> [INFORMATION SUPPLIED]
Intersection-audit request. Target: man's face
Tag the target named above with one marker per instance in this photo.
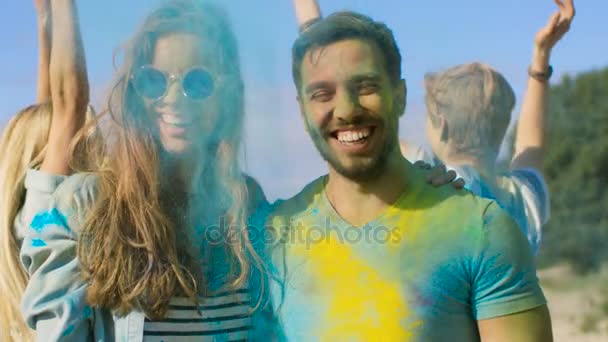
(350, 107)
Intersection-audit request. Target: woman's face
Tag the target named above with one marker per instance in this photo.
(187, 110)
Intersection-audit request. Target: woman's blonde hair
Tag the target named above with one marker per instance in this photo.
(22, 146)
(476, 102)
(130, 245)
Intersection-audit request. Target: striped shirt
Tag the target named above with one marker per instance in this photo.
(223, 316)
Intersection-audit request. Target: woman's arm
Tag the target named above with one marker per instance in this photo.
(43, 88)
(69, 85)
(529, 141)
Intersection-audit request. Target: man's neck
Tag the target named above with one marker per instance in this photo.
(360, 202)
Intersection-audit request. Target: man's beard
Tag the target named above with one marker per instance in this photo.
(360, 172)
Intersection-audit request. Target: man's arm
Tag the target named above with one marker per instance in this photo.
(529, 141)
(307, 11)
(43, 88)
(69, 86)
(508, 303)
(532, 325)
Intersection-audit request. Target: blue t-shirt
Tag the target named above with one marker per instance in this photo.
(426, 269)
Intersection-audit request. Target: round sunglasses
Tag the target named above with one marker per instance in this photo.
(149, 82)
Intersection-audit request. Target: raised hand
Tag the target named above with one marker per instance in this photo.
(556, 28)
(42, 6)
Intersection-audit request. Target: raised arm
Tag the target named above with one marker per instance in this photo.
(69, 85)
(307, 11)
(529, 141)
(43, 88)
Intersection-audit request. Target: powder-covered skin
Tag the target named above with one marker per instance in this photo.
(427, 268)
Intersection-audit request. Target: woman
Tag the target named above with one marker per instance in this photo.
(34, 152)
(160, 230)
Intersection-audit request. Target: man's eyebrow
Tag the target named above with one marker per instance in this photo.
(316, 85)
(372, 76)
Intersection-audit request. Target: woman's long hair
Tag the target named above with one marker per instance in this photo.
(22, 146)
(130, 245)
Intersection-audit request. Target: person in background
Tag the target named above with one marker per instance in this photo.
(34, 152)
(468, 112)
(370, 251)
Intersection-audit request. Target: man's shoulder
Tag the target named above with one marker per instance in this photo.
(444, 200)
(299, 204)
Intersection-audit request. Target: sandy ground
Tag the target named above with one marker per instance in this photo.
(578, 304)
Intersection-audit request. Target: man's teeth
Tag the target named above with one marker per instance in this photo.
(353, 136)
(173, 120)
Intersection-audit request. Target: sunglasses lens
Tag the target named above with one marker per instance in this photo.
(150, 83)
(198, 84)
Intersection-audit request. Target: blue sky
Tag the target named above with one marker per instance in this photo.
(432, 35)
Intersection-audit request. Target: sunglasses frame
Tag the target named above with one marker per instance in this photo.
(172, 78)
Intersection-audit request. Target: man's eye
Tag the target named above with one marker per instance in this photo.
(367, 88)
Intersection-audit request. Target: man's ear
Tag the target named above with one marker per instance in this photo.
(302, 111)
(401, 97)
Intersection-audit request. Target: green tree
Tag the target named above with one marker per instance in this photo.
(576, 168)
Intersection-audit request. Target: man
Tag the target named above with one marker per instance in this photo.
(468, 111)
(371, 251)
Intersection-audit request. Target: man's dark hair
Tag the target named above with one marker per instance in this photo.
(342, 26)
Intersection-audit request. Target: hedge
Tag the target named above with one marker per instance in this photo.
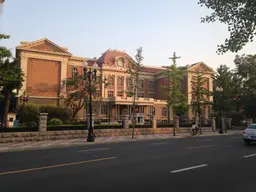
(29, 113)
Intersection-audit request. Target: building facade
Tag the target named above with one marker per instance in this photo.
(46, 65)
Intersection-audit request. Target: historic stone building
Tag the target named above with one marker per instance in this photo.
(46, 64)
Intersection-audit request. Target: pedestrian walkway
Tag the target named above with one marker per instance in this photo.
(33, 145)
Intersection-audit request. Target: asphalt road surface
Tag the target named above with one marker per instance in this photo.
(192, 164)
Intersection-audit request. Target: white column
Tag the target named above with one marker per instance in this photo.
(124, 87)
(24, 68)
(115, 86)
(63, 74)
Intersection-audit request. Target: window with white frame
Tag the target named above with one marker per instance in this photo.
(151, 95)
(120, 93)
(140, 94)
(120, 81)
(164, 111)
(110, 94)
(104, 110)
(141, 84)
(151, 84)
(111, 80)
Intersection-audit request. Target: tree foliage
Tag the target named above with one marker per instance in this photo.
(239, 15)
(246, 74)
(200, 94)
(176, 100)
(11, 77)
(175, 97)
(134, 72)
(223, 89)
(78, 90)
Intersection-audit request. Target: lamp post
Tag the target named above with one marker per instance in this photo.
(90, 74)
(24, 98)
(220, 90)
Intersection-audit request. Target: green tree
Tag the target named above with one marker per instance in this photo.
(134, 72)
(176, 100)
(11, 77)
(223, 92)
(200, 94)
(246, 74)
(77, 89)
(239, 15)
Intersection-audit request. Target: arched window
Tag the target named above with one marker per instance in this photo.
(129, 82)
(74, 71)
(120, 81)
(141, 84)
(111, 80)
(104, 110)
(164, 111)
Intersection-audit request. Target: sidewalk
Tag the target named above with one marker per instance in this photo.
(34, 145)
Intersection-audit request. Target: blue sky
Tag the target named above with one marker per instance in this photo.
(90, 27)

> [GIVEN PROBLEM]
Your answer should consist only of the lines from the one with "Intersection-audit request. Target: arched" through the end of the data above, reproduced exactly.

> [REPLY TO THE EXERCISE]
Intersection-audit request. Target: arched window
Tag the target named above with one marker per instance in this photo.
(129, 82)
(74, 71)
(120, 81)
(141, 84)
(111, 80)
(104, 110)
(164, 111)
Intersection-audit request. Target: sidewalk
Tag the target named above with one marker per instance in this photo.
(34, 145)
Intersection-audit request. Target: blue sky
Tag the target named above with one marker per instance in this photo.
(90, 27)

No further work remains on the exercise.